__Selected passage__:
= = = = =
This is a question for which there is a growing debate. Two heavy hitters are on different sides of this debate. Here is how George Soros views the situation.

Soaring oil prices are increasingly the result of speculation, financier George Soros said in an interview published Monday.

The billionaire investor said the money pouring into the oil market increasingly had the look of a bubble, but that it would not burst until both the United States and Britain were knocked into a recession.

"Speculation ... is increasingly affecting the price," Soros was quoted as saying by The Daily Telegraph. "The price has this parabolic shape that is characteristic of bubbles."

But the cost of oil ? which briefly reached new record highs of more than US$135 a barrel in trading Thursday ? was unlikely to fall dramatically until the U.S. and Britain economies began contracting, the paper quoted Soros as saying.

Soros has frequently been a voice of gloom and doom as the U.S. economy

Here is how Warren Buffet sees it.

It's supply and demand. I mean, if somebody buys a thousand forward oil contracts and somebody sells a thousand forward oil contracts, somebody's speculating on the downside and somebody's speculating on the upside. The only way you could have speculators having a big impact is if you had a huge amount of storage where they started actually withdrawing actual, physical oil from the system.

But it's not speculation, it's supply and demand and the situation is that in my adult lifetime, up until the last year or two, there's always been a huge amount of excess supply available. There's been reserve capacity. And that goes back 30 years ago, in this country we produced way more oil than we needed here and we had something called the Texas Railroad Commission that shut down wells. And a matter of fact, we got down to where they would only let wells operate in Texas for eight days, we had so much extra capacity. We don't have excess capacity in the world anymore, and that's what you're seeing in oil prices.

Now, let's take a look at a historical chart of oil.

Now, the last time it had such a dramatic rise, peaking in December of 1979, it crashed. That market was also speculative.
= = = = =
__Data extract__:
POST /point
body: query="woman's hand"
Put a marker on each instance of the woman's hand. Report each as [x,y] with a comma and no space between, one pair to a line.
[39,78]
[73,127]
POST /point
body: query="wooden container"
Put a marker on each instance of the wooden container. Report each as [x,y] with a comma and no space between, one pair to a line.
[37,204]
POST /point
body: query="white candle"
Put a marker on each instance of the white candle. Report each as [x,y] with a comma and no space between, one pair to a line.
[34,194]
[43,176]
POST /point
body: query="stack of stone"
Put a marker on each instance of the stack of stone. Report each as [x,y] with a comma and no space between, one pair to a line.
= = = = =
__Tasks__:
- A) In the oil-price passage, why does Warren Buffet say speculators are not behind high oil prices? Answer in one to three sentences.
- B) Reproduce everything in the oil-price passage from "Now, let's take" down to "was also speculative.".
- C) Answer these questions from the oil-price passage:
(i) What price per barrel did oil briefly exceed in trading Thursday?
(ii) At one point, for how many days would wells in Texas be allowed to operate?
(iii) When did the earlier dramatic rise in oil prices peak?

__Solutions to the exercise__:
- A) Every forward oil contract bought is matched by one sold, so speculators betting on a rise are offset by those betting on a fall. Speculators could only have a big impact if huge amounts of physical oil were withdrawn into storage. Buffet instead credits supply and demand: the world no longer has the excess capacity it used to.

- B)
Now, let's take a look at a historical chart of oil.

Now, the last time it had such a dramatic rise, peaking in December of 1979, it crashed. That market was also speculative.

- C)
(i) More than US$135 a barrel.
(ii) Eight days.
(iii) December of 1979.